## EXERCISE INSTRUCTIONS
According to the text on Nagaland's roads and bridges, where will the funds for the phase-wise upgrade of the Longleng-Tuensang road come from?

## EXCERPTED TEXT
══════

Nagaland’s Infamous Roads and Bridges
The people of Nagaland have endured deplorable road conditions for decades now. Bad roads and bridges have become synonymous to the state. From Dimapur’s Purana Bazaar pothole-filled road that is now hosting hour-long traffic jams even on Sundays, to Longleng district’s Lasong Bridge that was reportedly in a “pathetic condition and threatening the lives of travellers for years” (as per DIPR press release) and was renovated just a few days ago. The blame for the road conditions was not on corrupt politicians alone, but also of bureaucrats and officers who oversee the repair projects. Domicile NGOs and public that elect such leaders are also to blame; the need of the hour is to start greater movements and demand for change. Good road conditions are elemental in the development and progress of a state; they provide connectivity to important institutions such as hospitals, schools, and life-sustaining commodity markets.
However, to Nagaland’s credit, several road and bridge projects are underway with many more in the pipeline. This includes the four-lane project of the existing Kohima-Dimapur road and the twelve road stretches under SARDP-NE approved by the Ministry of Road transport and Highways (MoRTH). In eastern Nagaland, a phase-wise upgrade of the Longleng-Tuensang road is due to start in October this year through funds from the North East Council, with the 46 km road from Nokzang in Mon district to Longding up next for renovation. Nagarjan bridge, Old Dhansiri bridge and Sanuorü bridge are noteworthy bridge projects currently being undertaken. It is important to note that road projects are halted or slowed down during the rainy season and thus can cause delays to work projects.
In contrast to the generally unfathomable road conditions in other parts of Nagaland, the roads in the state capital Kohima, have seen a dramatic change over the past year. Credit goes to the hard work and dedication of the contractors and diligent government officers who ensured quality and swiftness of work; as well as the invaluable support given by colony heads and youth groups. Never-before-used machinery and revised and more stringent road-making standards were employed in the road projects in Kohima. Amidst the new standards for road projects, the clause of repairing and maintaining road conditions after the initial renovation and construction is an important one for citizens to note and demand, as it makes contractors liable to uphold good road conditions for years.

══════

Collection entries

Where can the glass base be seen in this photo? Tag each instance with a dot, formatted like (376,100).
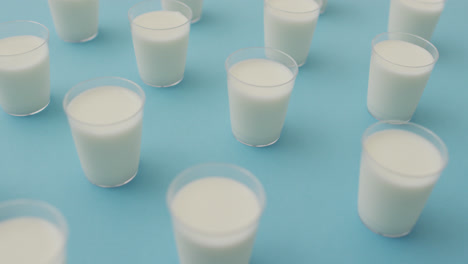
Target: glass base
(162,86)
(382,119)
(33,113)
(383,234)
(118,185)
(257,146)
(83,40)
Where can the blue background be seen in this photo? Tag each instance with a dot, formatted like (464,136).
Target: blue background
(310,174)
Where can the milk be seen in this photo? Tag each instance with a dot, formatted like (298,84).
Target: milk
(29,240)
(75,20)
(398,171)
(259,91)
(394,90)
(106,124)
(324,6)
(216,221)
(24,74)
(289,26)
(418,17)
(196,6)
(160,40)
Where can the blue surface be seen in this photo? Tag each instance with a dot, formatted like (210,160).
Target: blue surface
(310,174)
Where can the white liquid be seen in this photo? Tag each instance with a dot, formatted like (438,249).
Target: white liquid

══════

## REPLY TO THE EXERCISE
The North East Council.